**Data to process**
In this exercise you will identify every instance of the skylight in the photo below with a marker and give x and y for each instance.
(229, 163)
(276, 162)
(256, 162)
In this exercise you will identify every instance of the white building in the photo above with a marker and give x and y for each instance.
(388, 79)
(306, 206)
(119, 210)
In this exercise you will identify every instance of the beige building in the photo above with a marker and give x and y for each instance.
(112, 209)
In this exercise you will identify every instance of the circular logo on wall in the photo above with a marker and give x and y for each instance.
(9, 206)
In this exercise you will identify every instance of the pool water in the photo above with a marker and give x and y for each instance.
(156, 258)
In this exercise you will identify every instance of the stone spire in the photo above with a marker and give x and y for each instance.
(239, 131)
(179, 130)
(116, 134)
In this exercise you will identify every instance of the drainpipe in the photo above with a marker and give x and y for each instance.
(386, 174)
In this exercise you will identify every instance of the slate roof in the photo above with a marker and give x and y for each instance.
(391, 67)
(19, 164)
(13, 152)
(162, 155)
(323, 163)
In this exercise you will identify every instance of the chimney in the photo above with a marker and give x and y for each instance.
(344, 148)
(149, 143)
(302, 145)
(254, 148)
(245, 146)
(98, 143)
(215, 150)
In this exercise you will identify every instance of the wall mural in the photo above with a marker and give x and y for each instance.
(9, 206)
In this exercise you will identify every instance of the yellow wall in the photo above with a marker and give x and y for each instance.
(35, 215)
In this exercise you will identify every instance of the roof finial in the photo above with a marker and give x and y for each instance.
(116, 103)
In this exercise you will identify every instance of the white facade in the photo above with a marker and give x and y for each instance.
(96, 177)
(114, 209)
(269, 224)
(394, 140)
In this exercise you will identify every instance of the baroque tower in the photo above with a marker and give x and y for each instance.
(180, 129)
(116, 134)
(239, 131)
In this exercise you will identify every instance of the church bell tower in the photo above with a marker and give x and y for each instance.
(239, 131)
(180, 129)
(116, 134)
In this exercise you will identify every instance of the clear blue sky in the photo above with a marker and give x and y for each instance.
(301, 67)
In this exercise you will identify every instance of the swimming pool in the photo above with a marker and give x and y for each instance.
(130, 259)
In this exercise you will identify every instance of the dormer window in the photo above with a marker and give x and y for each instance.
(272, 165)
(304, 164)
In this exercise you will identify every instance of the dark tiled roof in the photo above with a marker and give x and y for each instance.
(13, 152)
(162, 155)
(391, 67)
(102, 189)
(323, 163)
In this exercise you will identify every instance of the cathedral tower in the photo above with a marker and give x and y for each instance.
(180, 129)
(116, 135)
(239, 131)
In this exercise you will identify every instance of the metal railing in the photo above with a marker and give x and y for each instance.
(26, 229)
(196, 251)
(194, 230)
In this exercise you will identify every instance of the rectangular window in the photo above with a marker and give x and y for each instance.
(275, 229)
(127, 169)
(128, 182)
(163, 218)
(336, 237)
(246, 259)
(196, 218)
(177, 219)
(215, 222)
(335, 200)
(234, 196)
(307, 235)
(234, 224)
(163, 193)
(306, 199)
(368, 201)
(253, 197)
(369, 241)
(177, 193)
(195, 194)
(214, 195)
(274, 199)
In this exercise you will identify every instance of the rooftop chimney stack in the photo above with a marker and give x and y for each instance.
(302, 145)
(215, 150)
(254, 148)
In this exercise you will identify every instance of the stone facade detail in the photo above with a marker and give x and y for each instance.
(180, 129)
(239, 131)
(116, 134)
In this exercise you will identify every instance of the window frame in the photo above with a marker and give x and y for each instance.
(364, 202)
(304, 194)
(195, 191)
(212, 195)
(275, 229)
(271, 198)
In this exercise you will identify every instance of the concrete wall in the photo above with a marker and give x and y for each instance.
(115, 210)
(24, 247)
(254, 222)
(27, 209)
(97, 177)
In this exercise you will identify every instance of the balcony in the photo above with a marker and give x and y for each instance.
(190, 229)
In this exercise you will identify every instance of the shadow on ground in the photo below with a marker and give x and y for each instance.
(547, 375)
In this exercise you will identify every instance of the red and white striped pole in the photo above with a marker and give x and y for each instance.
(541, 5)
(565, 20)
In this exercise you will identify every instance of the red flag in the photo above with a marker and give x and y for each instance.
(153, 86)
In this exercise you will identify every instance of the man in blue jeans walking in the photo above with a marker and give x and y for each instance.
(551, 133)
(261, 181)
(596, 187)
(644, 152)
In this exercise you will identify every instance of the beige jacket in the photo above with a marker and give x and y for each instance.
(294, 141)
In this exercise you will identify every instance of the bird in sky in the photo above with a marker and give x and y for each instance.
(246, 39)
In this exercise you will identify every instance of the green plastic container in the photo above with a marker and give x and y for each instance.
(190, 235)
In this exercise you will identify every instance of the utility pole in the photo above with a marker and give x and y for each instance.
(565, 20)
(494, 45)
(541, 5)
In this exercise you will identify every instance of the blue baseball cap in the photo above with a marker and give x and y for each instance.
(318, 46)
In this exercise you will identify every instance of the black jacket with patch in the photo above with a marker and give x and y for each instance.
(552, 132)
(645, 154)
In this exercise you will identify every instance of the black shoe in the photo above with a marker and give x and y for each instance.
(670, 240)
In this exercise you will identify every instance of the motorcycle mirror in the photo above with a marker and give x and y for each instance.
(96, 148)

**What to produce**
Could you retype every record above exactly as given?

**Your solution**
In this exercise you will identify every instance of the skylight in the photo below with a marker and give x and y for each instance.
(229, 163)
(276, 162)
(256, 162)
In this exercise you will identify every instance of the white building in the photo above with a marker and give x and y for each instance.
(388, 79)
(306, 206)
(119, 210)
In this exercise you will identify every instance of the beige building in the photo above with a marker and give x and y for each instance.
(112, 209)
In this exercise you will identify every instance of the circular logo on wall in the photo above with a marker and give x and y for each instance.
(9, 206)
In this exercise you will identify every instance of the pool water in the photo above with a marker and give x and y for each instance.
(156, 258)
In this exercise you will identify every instance of the stone spire in the photo above with a marker and give x and y for each instance.
(239, 131)
(179, 130)
(116, 134)
In this exercise you will identify every instance of the drainpipe in the photo above with a marker and give x and y for each instance.
(386, 174)
In this exercise you will identify every instance of the slate roof in the photo above with a marker and give x and y for each instance.
(391, 67)
(19, 164)
(13, 152)
(162, 155)
(323, 163)
In this exercise you will identify every instance of the chimney in the photo above with a marker and give x and y for each instance.
(344, 148)
(149, 143)
(302, 145)
(254, 148)
(245, 146)
(98, 143)
(215, 150)
In this exercise you will identify every instance of the wall mural in the photo above with a marker and give x and y for each instance.
(9, 206)
In this exercise you will identify every instance of the yellow wall in the photo above with a marker and give x and y for each instance.
(35, 215)
In this exercise you will identify every instance of the roof finial in the photo above with a marker and give x and y for each instance.
(116, 103)
In this exercise you will identify every instance of the white facade in the photo above with a marker and give x and y for each instance.
(96, 177)
(114, 209)
(269, 224)
(394, 140)
In this exercise you will identify every instance of the baroque tower in the photo above with a marker and give x and y for each instance.
(180, 129)
(116, 134)
(239, 131)
In this exercise you will identify every instance of the church bell tower in the photo above with a marker and give x and y for each instance.
(239, 131)
(180, 129)
(116, 134)
In this exercise you will identify every instance of the clear blue sky in the photo above with a marker and give x and y for each instance.
(301, 67)
In this exercise you will identify every instance of the swimming pool in the photo above with a marker and give x and y for each instance.
(130, 259)
In this exercise you will identify every instance of the dormer window in the photo above with a marker and give x and y for each instance.
(272, 165)
(304, 164)
In this exercise you will identify every instance of the dark tiled roof in the photo above with a marker and give x and y for each instance.
(13, 152)
(162, 155)
(391, 67)
(102, 189)
(323, 163)
In this exercise you will identify every instance of the cathedral tower in the photo above with a marker and give x and y for each instance.
(180, 129)
(116, 135)
(239, 131)
In this exercise you will identify every instance of the metal railing in the photo above with a marker and give x and y for each instance.
(26, 229)
(196, 251)
(194, 230)
In this exercise you will identify every instance of the rectangular window in the photo above with a marker and give x and y for each instance.
(275, 229)
(127, 169)
(128, 182)
(163, 218)
(336, 237)
(246, 259)
(196, 218)
(177, 219)
(215, 222)
(335, 200)
(234, 196)
(307, 235)
(234, 224)
(163, 193)
(306, 199)
(368, 201)
(253, 197)
(369, 241)
(177, 193)
(195, 194)
(214, 195)
(274, 199)
In this exercise you will identify every instance of the rooftop chimney stack in the photo above with a marker and give x and y for each instance.
(302, 145)
(215, 150)
(254, 148)
In this exercise you will identify every instance of the stone facade detail in the photo above with a marker and give x and y for each instance.
(180, 129)
(239, 131)
(116, 134)
In this exercise you will identify every instance of the window frame in the photo above with a marker and give x and y for each instance.
(364, 202)
(304, 194)
(195, 191)
(212, 195)
(275, 229)
(271, 198)
In this exercise you will identify every instance of the concrete wall in the photo above with a marker and give x and y for each instance.
(115, 210)
(24, 247)
(254, 222)
(27, 209)
(97, 177)
In this exercise you will identify every instance of the balcony in the photo above with a marker and give x and y for each instance.
(190, 229)
In this exercise you will identify every instance of the shadow on ground in the photo below with a marker and give x and y for each instance.
(547, 375)
In this exercise you will identify every instance of the red and white striped pole in the photo above with a marker and give x and y for each instance.
(541, 5)
(565, 20)
In this exercise you will identify every instance of the red flag in the photo above with a marker and give x and y for each instance.
(153, 86)
In this exercise you will identify every instance of the man in blue jeans walking in the photo above with a marker and give x and y for each instance.
(551, 133)
(261, 181)
(596, 187)
(644, 152)
In this exercise you will identify every instance of the beige jacket in the photo above with a marker and give x and y for each instance.
(294, 141)
In this exercise you will identify every instance of the bird in sky in the photo above with a marker and give x and y for each instance.
(246, 39)
In this exercise you will identify every instance of the green plastic container in the photo above with a marker and give x and y for each instance.
(190, 235)
In this exercise you will identify every instance of the utility pole in the photo above with a marker and give x and y for each instance.
(565, 20)
(494, 45)
(541, 5)
In this exercise you will identify every instance of the blue baseball cap in the photo above with a marker and give x and y for each instance.
(318, 46)
In this exercise you will identify every instance of the black jacket with patch in the photo above with a marker and give x and y for each instance.
(552, 132)
(645, 154)
In this exercise you will identify every instance of the black shoe in the photo above with a marker and give x and y for each instance.
(670, 240)
In this exercise you will identify every instance of the motorcycle mirror in the photo above with a marker and give x and y for each instance.
(96, 148)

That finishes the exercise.